=== Your assignment ===
Nothing but the entries, copied exactly, should appear in the response.

=== Given information ===
○ ○ ○

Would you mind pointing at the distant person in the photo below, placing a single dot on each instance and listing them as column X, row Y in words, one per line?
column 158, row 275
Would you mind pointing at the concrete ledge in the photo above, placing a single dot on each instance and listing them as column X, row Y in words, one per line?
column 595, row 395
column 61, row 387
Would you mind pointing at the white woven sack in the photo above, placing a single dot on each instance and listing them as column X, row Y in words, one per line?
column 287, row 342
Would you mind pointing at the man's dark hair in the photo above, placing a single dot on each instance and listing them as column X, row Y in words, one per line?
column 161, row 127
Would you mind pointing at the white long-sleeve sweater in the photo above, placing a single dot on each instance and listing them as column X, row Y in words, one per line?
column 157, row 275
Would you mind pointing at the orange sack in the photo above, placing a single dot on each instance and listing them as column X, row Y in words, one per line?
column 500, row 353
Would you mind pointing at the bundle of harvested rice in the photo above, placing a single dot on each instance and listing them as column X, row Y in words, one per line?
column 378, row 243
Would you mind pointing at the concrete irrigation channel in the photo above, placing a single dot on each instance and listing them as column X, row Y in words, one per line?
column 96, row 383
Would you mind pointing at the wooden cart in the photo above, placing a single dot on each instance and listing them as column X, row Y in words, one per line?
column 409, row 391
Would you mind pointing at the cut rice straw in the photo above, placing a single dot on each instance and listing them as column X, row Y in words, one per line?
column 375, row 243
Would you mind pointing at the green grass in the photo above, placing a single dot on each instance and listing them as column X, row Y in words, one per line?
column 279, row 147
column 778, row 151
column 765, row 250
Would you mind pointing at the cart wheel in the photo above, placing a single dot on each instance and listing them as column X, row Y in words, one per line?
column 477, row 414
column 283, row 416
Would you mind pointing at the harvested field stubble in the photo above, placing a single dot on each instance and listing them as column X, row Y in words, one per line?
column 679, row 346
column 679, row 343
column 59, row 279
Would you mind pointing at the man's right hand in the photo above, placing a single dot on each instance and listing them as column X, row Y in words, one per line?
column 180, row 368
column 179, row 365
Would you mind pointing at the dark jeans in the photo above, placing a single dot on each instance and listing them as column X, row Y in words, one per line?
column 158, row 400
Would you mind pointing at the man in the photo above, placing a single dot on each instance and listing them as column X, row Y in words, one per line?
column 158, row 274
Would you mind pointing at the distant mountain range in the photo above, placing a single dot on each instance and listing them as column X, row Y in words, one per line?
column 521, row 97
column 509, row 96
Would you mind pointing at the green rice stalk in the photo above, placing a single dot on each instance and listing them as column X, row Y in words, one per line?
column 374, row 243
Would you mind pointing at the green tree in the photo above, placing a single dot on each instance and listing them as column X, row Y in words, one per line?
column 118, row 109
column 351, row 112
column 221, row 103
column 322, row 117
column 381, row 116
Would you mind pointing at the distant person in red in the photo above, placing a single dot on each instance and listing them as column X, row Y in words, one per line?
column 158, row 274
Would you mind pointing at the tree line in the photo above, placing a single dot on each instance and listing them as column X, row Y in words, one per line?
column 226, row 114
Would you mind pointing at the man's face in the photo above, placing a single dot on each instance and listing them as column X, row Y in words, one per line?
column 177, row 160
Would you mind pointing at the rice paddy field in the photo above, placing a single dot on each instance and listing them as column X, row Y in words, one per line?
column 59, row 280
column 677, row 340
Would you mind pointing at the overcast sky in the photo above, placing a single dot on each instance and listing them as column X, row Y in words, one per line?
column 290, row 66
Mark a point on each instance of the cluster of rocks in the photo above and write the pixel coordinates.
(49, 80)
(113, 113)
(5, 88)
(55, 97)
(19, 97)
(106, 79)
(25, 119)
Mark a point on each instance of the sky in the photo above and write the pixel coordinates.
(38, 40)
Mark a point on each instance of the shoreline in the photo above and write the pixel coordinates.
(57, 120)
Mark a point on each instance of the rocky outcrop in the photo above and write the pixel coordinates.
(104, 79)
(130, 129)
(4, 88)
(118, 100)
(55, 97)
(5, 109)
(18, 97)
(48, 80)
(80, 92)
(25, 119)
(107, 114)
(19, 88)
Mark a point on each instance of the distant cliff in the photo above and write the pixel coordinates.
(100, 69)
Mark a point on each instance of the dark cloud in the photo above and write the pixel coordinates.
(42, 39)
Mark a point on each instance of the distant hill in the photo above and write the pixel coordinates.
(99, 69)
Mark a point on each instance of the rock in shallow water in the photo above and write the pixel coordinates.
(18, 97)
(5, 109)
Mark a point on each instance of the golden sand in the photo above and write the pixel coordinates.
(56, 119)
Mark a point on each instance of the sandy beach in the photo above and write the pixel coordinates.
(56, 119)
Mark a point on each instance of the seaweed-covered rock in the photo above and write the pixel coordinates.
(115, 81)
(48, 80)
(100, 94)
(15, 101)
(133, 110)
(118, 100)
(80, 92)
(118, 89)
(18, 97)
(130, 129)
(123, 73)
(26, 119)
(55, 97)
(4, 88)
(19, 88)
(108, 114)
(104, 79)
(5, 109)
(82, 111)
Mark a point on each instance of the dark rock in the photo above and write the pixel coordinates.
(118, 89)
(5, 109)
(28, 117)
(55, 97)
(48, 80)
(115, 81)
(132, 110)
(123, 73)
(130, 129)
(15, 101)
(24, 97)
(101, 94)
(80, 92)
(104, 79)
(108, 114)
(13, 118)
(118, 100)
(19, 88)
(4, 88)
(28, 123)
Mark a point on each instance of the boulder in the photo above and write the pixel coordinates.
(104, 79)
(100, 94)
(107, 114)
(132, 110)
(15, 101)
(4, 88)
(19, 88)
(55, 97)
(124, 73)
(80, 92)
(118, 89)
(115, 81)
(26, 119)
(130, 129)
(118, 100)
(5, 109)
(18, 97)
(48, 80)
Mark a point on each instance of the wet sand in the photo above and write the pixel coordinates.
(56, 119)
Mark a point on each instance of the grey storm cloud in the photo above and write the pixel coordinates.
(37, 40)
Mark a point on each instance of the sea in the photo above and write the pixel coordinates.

○ ○ ○

=== Answer area ===
Would you mind pointing at the distant person in the photo below, placing a single dot on each instance and listing them as column X, row Y in words, one per line?
column 158, row 275
Would you mind pointing at the concrete ledge in the photo above, placing a single dot on each instance and listing them as column X, row Y in words, one per line?
column 595, row 395
column 61, row 387
Would you mind pointing at the white woven sack in the photo above, placing a single dot on each instance and listing them as column X, row Y in words, one per line?
column 287, row 342
Would you mind pointing at the man's dark hair in the photo above, placing a single dot on each instance and listing them as column X, row Y in words, one per line?
column 161, row 127
Would you mind pointing at the white long-sleeve sweater in the photo above, placing a single dot on each instance and listing them as column X, row Y in words, one per line?
column 157, row 275
Would you mind pointing at the orange sack in the photo above, placing a single dot on each instance and listing them as column X, row Y in words, one per line?
column 500, row 353
Would you mind pointing at the bundle of harvested rice in the photo above, placing a single dot on each instance and listing them as column X, row Y in words, one per line?
column 378, row 243
Would you mind pointing at the concrete irrigation channel in the photo above, placing a single dot on each instance and listing them as column X, row Y in words, one per line?
column 96, row 383
Would you mind pointing at the wooden cart in the photo above, placing a single dot on each instance and listing them as column X, row Y in words, one per line?
column 409, row 391
Would you mind pointing at the cut rice straw in the photo above, placing a single dot on each instance and listing them as column X, row Y in words, one per line?
column 375, row 243
Would you mind pointing at the green grass in the photo above, placing a single dot on each instance and listing them as column X, row Y in words, one per line?
column 279, row 147
column 778, row 151
column 765, row 250
Would you mind pointing at the cart wheel in the photo above, placing a single dot on each instance and listing them as column X, row Y in words, one per line?
column 477, row 414
column 283, row 416
Would you mind pointing at the harvested field stubble in the photo above, placing a single dot on each instance and listing them as column X, row Y in words, one per line?
column 679, row 346
column 679, row 343
column 59, row 279
Would you mind pointing at the man's right hand in the photo above, placing a single dot on each instance and listing them as column X, row Y in words, one per line?
column 180, row 368
column 179, row 365
Would you mind pointing at the dark jeans in the photo above, placing a single dot on each instance and listing them as column X, row Y in words, one per line?
column 158, row 400
Would you mind pointing at the man in the photo above, placing a single dot on each instance and listing them as column X, row Y in words, one per line?
column 158, row 274
Would you mind pointing at the distant mountain range in the photo above, placing a single dot on each instance and listing them as column X, row Y in words, one per line?
column 521, row 97
column 509, row 96
Would you mind pointing at the green rice stalk in the photo above, placing a single dot on each instance and listing them as column X, row Y in words, one per line?
column 374, row 243
Would you mind pointing at the green tree in the photo above, placing a single dot on each instance and listing them as column X, row Y in words, one per line?
column 118, row 109
column 351, row 112
column 221, row 103
column 322, row 117
column 381, row 116
Would you mind pointing at the distant person in red in the photo above, placing a single dot on each instance and listing them as column X, row Y in words, one per line?
column 158, row 274
Would you mind pointing at the tree line in the photo above, placing a single dot on each instance and listing them as column X, row Y in words, one per line?
column 226, row 114
Would you mind pointing at the man's face in the photo above, placing a single dot on each instance and listing them as column X, row Y in words, one per line?
column 177, row 160
Would you mind pointing at the rice paddy field in the photo above, placing a single dot on each instance and listing them as column X, row Y in words, one per line?
column 59, row 280
column 677, row 340
Would you mind pointing at the overcast sky in the photo above, placing a single dot on each instance and listing them as column X, row Y in words, one per line?
column 290, row 66
Mark a point on each instance of the cluster of rocks in the photo above and write the pixel coordinates.
(49, 80)
(113, 113)
(5, 88)
(55, 97)
(19, 97)
(106, 79)
(25, 119)
Mark a point on each instance of the sky in the photo above and write the pixel coordinates.
(38, 40)
Mark a point on each instance of the shoreline in the photo above and write the pixel coordinates.
(57, 120)
Mark a point on each instance of the rocky outcrop in the photo above and write the pixel coordinates.
(104, 79)
(130, 129)
(4, 88)
(118, 100)
(55, 97)
(5, 109)
(18, 97)
(48, 80)
(80, 92)
(25, 119)
(107, 114)
(19, 88)
Mark a point on each instance of the distant cliff in the photo above and write the pixel coordinates.
(100, 69)
Mark a point on each instance of the dark cloud in the photo above and write the pixel coordinates.
(42, 39)
Mark a point on each instance of the distant hill in the photo above and write the pixel coordinates.
(99, 69)
Mark a point on each instance of the rock in shallow water in the photo above and write the pixel coordinates.
(18, 97)
(5, 109)
Mark a point on each instance of the golden sand in the photo above and write the pixel coordinates.
(56, 119)
Mark a point on each instance of the sandy beach in the photo above and write the pixel coordinates.
(56, 119)
Mark a point on each instance of the seaweed-covered rock in the photo above and write the pixel coordinates.
(115, 81)
(48, 80)
(100, 94)
(15, 101)
(133, 110)
(118, 100)
(80, 92)
(118, 89)
(18, 97)
(130, 129)
(123, 73)
(26, 119)
(55, 97)
(4, 88)
(19, 88)
(108, 114)
(104, 79)
(5, 109)
(82, 111)
Mark a point on each instance of the dark rock in the photo above and write the pixel coordinates.
(118, 89)
(5, 109)
(28, 117)
(55, 97)
(48, 80)
(115, 81)
(132, 110)
(123, 73)
(130, 129)
(15, 101)
(24, 97)
(101, 94)
(80, 92)
(104, 79)
(108, 114)
(13, 118)
(118, 100)
(19, 88)
(4, 88)
(28, 123)
Mark a point on each instance of the boulder in the photo above and write the pixel coordinates.
(104, 79)
(100, 94)
(107, 114)
(132, 110)
(15, 101)
(4, 88)
(19, 88)
(55, 97)
(124, 73)
(80, 92)
(118, 89)
(115, 81)
(26, 119)
(130, 129)
(118, 100)
(5, 109)
(18, 97)
(48, 80)
Mark a point on each instance of the wet sand in the photo above and write the pixel coordinates.
(56, 119)
Mark a point on each instance of the grey storm cloud in the photo above and write the pixel coordinates.
(37, 40)
Mark a point on each instance of the sea in the photo above and write the pixel coordinates.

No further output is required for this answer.